> **Material provided**:
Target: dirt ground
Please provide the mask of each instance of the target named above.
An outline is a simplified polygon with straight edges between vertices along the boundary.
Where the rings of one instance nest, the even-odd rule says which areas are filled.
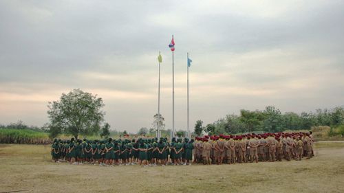
[[[52,163],[50,146],[0,144],[0,192],[344,192],[344,143],[301,161],[142,168]]]

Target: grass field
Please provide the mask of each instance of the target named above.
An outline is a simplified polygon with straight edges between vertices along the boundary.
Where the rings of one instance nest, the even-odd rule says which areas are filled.
[[[0,192],[344,192],[344,143],[315,146],[301,161],[109,168],[52,163],[49,146],[0,144]]]

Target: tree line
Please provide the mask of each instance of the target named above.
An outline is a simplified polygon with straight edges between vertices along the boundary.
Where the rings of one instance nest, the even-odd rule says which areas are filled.
[[[213,123],[203,126],[203,122],[197,120],[195,134],[200,135],[204,130],[210,135],[221,133],[235,134],[250,132],[281,132],[286,130],[309,130],[312,126],[344,125],[344,108],[316,109],[315,112],[302,112],[300,114],[287,112],[282,113],[273,106],[263,111],[242,109],[239,115],[227,115]]]

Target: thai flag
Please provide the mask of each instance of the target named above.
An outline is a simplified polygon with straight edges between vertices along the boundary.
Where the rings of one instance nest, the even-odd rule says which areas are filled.
[[[173,52],[174,51],[174,39],[173,39],[173,36],[172,36],[172,41],[171,41],[170,44],[169,45],[169,47],[171,49],[171,51]]]

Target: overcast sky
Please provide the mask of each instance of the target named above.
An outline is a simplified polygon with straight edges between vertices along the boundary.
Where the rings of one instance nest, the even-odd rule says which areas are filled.
[[[186,2],[187,1],[187,2]],[[344,104],[344,1],[0,1],[0,123],[48,122],[47,102],[80,88],[105,104],[111,128],[175,127],[241,109]]]

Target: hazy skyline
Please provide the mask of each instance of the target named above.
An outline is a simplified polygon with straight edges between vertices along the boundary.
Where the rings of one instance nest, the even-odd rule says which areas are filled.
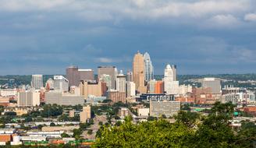
[[[65,74],[148,51],[155,74],[255,73],[254,0],[2,0],[0,75]]]

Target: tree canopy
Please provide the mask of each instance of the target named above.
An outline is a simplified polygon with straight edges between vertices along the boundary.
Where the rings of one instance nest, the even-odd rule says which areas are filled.
[[[216,103],[208,116],[180,111],[176,122],[160,118],[134,124],[131,117],[123,123],[103,125],[94,147],[255,147],[254,123],[238,130],[229,122],[232,104]]]

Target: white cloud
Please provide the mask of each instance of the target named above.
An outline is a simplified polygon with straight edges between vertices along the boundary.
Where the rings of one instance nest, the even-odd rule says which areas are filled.
[[[236,26],[240,22],[232,15],[217,15],[209,19],[210,26]]]
[[[244,16],[246,21],[256,21],[256,13],[248,13]]]
[[[111,63],[113,62],[113,60],[108,58],[98,58],[95,59],[96,62],[103,62],[103,63]]]

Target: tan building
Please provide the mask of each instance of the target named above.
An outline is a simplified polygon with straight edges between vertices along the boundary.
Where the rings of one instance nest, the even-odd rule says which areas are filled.
[[[143,55],[140,52],[136,54],[133,58],[133,79],[135,83],[136,90],[140,93],[147,93],[147,87],[145,86],[144,81],[144,62]]]
[[[42,132],[55,132],[55,131],[64,131],[64,132],[69,132],[73,131],[73,129],[78,129],[79,125],[73,125],[73,126],[44,126],[42,127]]]
[[[126,93],[119,92],[117,90],[109,90],[108,91],[108,99],[111,100],[113,103],[121,101],[126,103]]]
[[[88,97],[88,95],[93,95],[96,97],[101,97],[104,93],[102,89],[102,83],[91,83],[83,80],[80,82],[80,93],[85,98]]]
[[[75,110],[70,110],[70,111],[69,111],[69,118],[75,117]]]
[[[91,118],[91,106],[83,107],[83,111],[80,112],[80,122],[86,123],[87,119]]]

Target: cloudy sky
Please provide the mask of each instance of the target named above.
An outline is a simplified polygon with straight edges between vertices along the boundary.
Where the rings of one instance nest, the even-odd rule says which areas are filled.
[[[156,74],[256,72],[256,1],[0,1],[0,75],[126,71],[137,51]]]

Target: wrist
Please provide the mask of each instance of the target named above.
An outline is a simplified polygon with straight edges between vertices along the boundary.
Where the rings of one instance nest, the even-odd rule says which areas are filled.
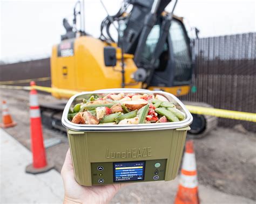
[[[77,201],[72,199],[66,195],[64,196],[63,204],[80,204],[82,202]]]

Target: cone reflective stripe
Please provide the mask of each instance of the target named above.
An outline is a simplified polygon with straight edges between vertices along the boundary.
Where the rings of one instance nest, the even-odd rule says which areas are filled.
[[[197,165],[192,140],[186,143],[186,151],[183,157],[180,183],[174,203],[199,203]]]
[[[5,101],[3,101],[3,123],[0,124],[1,128],[10,128],[17,124],[12,121],[12,118],[9,112],[8,107]]]
[[[53,166],[49,166],[46,161],[37,92],[32,88],[35,83],[31,82],[30,85],[31,86],[29,95],[30,136],[33,163],[26,167],[26,172],[35,174],[45,172],[52,168]]]

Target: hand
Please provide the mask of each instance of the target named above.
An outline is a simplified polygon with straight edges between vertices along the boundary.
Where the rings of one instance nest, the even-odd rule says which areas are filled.
[[[64,203],[106,203],[110,202],[125,184],[83,186],[75,180],[70,150],[69,149],[62,169],[65,190]]]

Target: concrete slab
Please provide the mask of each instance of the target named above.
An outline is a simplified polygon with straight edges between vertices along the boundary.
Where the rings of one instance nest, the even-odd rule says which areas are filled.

> **Goal**:
Pick out every line in the records above that contains the word "tree", and copy each of those lines.

> **Correct output**:
Target: tree line
Target: tree canopy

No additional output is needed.